Reproduce every item below with "Verification task" replaced by "Detection task" wherever it occurs, keeping everything else unchanged. Omit the pictures from your answer.
_ _ _ _ _
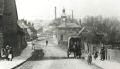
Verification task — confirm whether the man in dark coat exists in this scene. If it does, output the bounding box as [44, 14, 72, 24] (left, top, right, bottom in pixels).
[100, 47, 105, 60]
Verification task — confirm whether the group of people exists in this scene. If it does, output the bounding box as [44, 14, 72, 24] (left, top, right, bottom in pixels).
[94, 47, 105, 60]
[87, 47, 106, 64]
[1, 45, 13, 61]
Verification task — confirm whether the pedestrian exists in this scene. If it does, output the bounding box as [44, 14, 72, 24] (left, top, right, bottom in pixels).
[100, 47, 105, 60]
[94, 51, 98, 59]
[46, 40, 48, 46]
[1, 48, 6, 59]
[8, 47, 13, 61]
[5, 45, 10, 60]
[32, 42, 35, 50]
[87, 53, 92, 64]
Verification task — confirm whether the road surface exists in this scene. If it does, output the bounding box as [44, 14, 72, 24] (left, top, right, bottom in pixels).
[16, 38, 102, 69]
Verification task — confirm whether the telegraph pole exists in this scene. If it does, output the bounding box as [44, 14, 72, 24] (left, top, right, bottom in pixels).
[55, 6, 57, 19]
[72, 10, 74, 20]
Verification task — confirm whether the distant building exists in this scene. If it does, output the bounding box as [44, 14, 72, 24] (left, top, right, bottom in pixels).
[56, 9, 81, 43]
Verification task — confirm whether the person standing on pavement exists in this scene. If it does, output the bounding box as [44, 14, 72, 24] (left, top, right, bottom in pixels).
[32, 42, 35, 50]
[100, 47, 105, 60]
[8, 47, 13, 61]
[46, 40, 48, 46]
[1, 47, 6, 59]
[5, 45, 10, 60]
[94, 51, 98, 59]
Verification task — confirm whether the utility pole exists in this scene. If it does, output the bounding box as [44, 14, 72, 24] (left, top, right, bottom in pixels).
[72, 10, 74, 21]
[55, 6, 57, 19]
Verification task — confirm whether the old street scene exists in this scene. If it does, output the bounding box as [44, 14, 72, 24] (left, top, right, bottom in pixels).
[0, 0, 120, 69]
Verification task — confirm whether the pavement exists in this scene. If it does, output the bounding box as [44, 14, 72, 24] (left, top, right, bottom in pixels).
[0, 36, 120, 69]
[0, 42, 32, 69]
[93, 58, 120, 69]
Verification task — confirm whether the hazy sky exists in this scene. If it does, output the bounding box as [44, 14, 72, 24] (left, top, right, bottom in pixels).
[16, 0, 120, 20]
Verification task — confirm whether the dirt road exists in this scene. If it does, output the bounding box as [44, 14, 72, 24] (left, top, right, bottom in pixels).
[16, 38, 102, 69]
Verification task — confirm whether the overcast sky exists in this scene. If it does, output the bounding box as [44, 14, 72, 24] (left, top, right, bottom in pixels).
[16, 0, 120, 20]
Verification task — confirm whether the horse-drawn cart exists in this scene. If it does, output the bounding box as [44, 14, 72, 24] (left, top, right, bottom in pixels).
[67, 36, 82, 58]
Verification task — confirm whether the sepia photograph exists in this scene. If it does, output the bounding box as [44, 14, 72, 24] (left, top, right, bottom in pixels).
[0, 0, 120, 69]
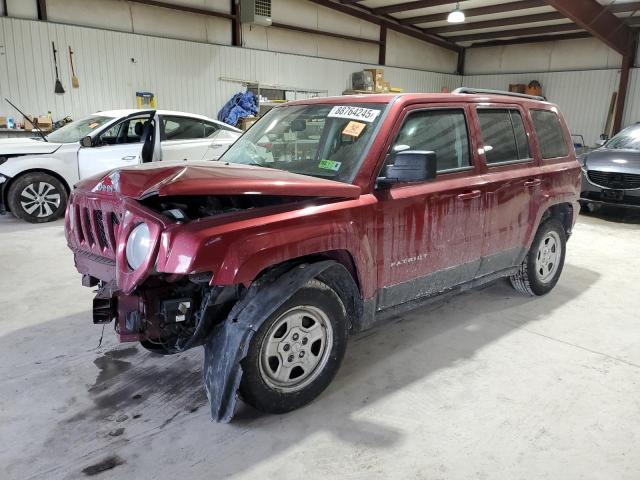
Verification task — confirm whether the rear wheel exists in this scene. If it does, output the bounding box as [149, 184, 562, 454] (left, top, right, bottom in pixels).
[7, 172, 67, 223]
[240, 280, 348, 413]
[510, 219, 567, 296]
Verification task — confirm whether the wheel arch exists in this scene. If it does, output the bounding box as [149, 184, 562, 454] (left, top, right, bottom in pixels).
[539, 202, 575, 239]
[256, 250, 364, 330]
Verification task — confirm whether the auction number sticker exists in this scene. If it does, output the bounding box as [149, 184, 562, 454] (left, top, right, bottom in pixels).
[329, 105, 380, 123]
[318, 160, 342, 172]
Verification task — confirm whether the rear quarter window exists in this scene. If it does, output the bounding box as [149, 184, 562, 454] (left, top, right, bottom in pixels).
[531, 110, 569, 159]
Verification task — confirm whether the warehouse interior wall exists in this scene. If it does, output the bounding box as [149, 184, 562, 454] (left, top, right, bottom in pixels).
[0, 11, 640, 145]
[0, 17, 461, 125]
[464, 38, 622, 75]
[40, 0, 457, 73]
[463, 38, 640, 145]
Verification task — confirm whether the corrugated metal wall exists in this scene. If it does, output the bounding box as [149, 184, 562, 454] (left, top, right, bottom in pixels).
[463, 70, 624, 145]
[622, 68, 640, 125]
[0, 18, 460, 123]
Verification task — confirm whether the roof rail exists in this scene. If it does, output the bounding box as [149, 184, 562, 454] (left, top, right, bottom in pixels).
[451, 87, 547, 102]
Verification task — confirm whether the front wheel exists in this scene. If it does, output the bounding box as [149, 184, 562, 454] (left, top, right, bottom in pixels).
[7, 172, 68, 223]
[510, 220, 567, 296]
[240, 280, 348, 413]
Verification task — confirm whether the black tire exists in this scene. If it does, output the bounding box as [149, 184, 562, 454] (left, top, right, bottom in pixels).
[509, 219, 567, 296]
[7, 172, 68, 223]
[240, 279, 348, 413]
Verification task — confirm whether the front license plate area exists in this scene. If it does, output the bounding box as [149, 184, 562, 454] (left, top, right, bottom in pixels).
[602, 190, 624, 201]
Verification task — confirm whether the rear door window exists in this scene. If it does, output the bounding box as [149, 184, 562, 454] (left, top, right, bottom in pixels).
[162, 116, 205, 140]
[392, 109, 471, 172]
[478, 108, 531, 164]
[531, 110, 569, 158]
_ _ _ _ _
*RESPONSE TO THE TASK:*
Detection task — confirm whether the man in dark coat exists in this scene. If it does, output the bounding box as [44, 14, 72, 24] (left, top, right, bottom in pixels).
[100, 47, 105, 60]
Detection task — confirm whether the group of people exists in this scene. If it does, output the bounding box as [44, 14, 72, 24] (left, top, right, bottom in pixels).
[94, 47, 105, 60]
[87, 47, 106, 64]
[1, 45, 13, 61]
Detection task — confirm whether the pedestrian exists in this scene. If it does, output the bounding box as [44, 14, 72, 24] (left, top, right, bottom in pixels).
[100, 47, 105, 60]
[94, 51, 98, 59]
[46, 40, 48, 46]
[1, 48, 6, 59]
[8, 47, 13, 61]
[5, 45, 10, 60]
[32, 42, 35, 50]
[87, 53, 92, 64]
Detection task — confirm whether the road surface exists in this scene. If it does, output the bounding box as [44, 14, 72, 24] (left, top, right, bottom in pixels).
[16, 38, 102, 69]
Detection task — confirm whether the telegraph pole exists in this scene. If it does, output the bounding box as [44, 14, 72, 24] (left, top, right, bottom in pixels).
[55, 6, 57, 19]
[72, 10, 74, 20]
Detection task — confirm whether the distant building exists in this scene. If it does, output the bounding box as [44, 14, 72, 24] (left, top, right, bottom in pixels).
[56, 9, 81, 43]
Detection task — confirm whether the person standing on pavement exists in this scene. If it does, output the bounding box as [44, 14, 72, 24] (left, top, right, bottom in pixels).
[32, 42, 35, 50]
[100, 47, 105, 60]
[8, 47, 13, 61]
[46, 40, 48, 46]
[1, 47, 6, 59]
[5, 45, 10, 60]
[94, 51, 98, 59]
Detection task — confirm whether the utility pole exists in this scene. If it does, output the bounding box as [44, 14, 72, 24] (left, top, right, bottom in pixels).
[72, 10, 74, 21]
[55, 6, 57, 19]
Detection task — confirm whether the old street scene exists in this scene. If it does, output the bounding box as [44, 14, 72, 24] (left, top, right, bottom in pixels).
[0, 0, 120, 69]
Detection task — confirm whether the pavement exists in this scene. If it does, output the bounding box as [44, 14, 72, 24] (left, top, right, bottom in pixels).
[0, 36, 120, 69]
[0, 42, 32, 69]
[93, 58, 120, 69]
Detection task — confirm whether the hazy sky exists in this scene. If it does, output the bounding box as [44, 14, 72, 24] (left, top, right, bottom in pixels).
[16, 0, 120, 20]
Detection task — confirm whether the dirt road exists in this scene. If it does, output the bounding box as [44, 14, 72, 24] (left, top, right, bottom in pixels).
[16, 38, 102, 69]
Detection task — confirm whether the overcast sky exists in this scene. If it does, output the bounding box as [44, 14, 72, 24] (left, top, right, bottom in pixels).
[16, 0, 120, 20]
Detection task — confirm whether the horse-drawn cart exists in this scene. If it does, output the bounding box as [44, 14, 72, 24] (left, top, right, bottom in pixels).
[67, 36, 82, 58]
Detection task — confirm whether the sepia photograph exists in this scene. If it does, output the bounding box as [44, 14, 72, 24] (left, top, right, bottom in pixels).
[0, 0, 120, 69]
Detection task — confirm whether the rear wheel exists in this scene. If it does, output the bounding box as [149, 184, 562, 454] (left, top, right, bottom in pixels).
[7, 172, 67, 223]
[240, 280, 348, 413]
[510, 219, 567, 296]
Detection task — confirm whether the wheel arch exists in this scene. If it does, output the bounding box as [149, 184, 562, 454] (left, top, right, bottom in pixels).
[539, 202, 575, 239]
[256, 250, 364, 330]
Detection task — confirm whether the auction number sticker exists in this scene. If it does, output the bounding box as [149, 184, 562, 454] (left, top, right, bottom in pixels).
[329, 105, 380, 123]
[318, 160, 342, 172]
Detection task — confirm whether the rear quarter window exists in this scene. If it does, output the bounding box as [149, 184, 562, 454] (left, top, right, bottom in pixels).
[531, 110, 569, 159]
Detection task — confirm whether the warehouse interior wall exists in this scene. If it does, output the bounding box as [149, 184, 562, 454] (left, top, right, bottom in pixels).
[0, 11, 640, 145]
[0, 17, 461, 125]
[464, 38, 622, 75]
[40, 0, 457, 73]
[463, 38, 640, 145]
Detection task — confirm whether the corrugated metal wall exists in this scene. If it does, output the bounding box as [149, 184, 562, 454] (left, top, right, bottom in pixels).
[463, 70, 624, 145]
[622, 68, 640, 125]
[0, 18, 460, 123]
Detection task — confirm whether the roof rail exists in this scene. If it does, output the bounding box as [149, 184, 562, 454] (left, top, right, bottom in pixels).
[451, 87, 547, 102]
Detection task — confirm whether the front wheel exists in this scene. If it does, output the bounding box as [149, 184, 562, 454] (left, top, right, bottom in pixels).
[7, 172, 68, 223]
[510, 220, 567, 296]
[240, 280, 348, 413]
Detection task — confirm whether the black tire exists in this scene. If it does, output the bounding box as [149, 184, 562, 454] (left, top, right, bottom in pixels).
[509, 219, 567, 296]
[7, 172, 68, 223]
[240, 279, 348, 413]
Detection task — confirm whether the front license plate area exists in this scene. If it does, output the bounding box as [149, 184, 562, 454] (left, top, right, bottom in pixels).
[602, 190, 624, 201]
Detection task — confirm whether the rear door window exists in this scene. If it does, output the bounding box as [149, 184, 562, 454] (left, top, right, bottom in pixels).
[162, 116, 205, 140]
[392, 109, 471, 172]
[478, 108, 531, 164]
[531, 110, 569, 158]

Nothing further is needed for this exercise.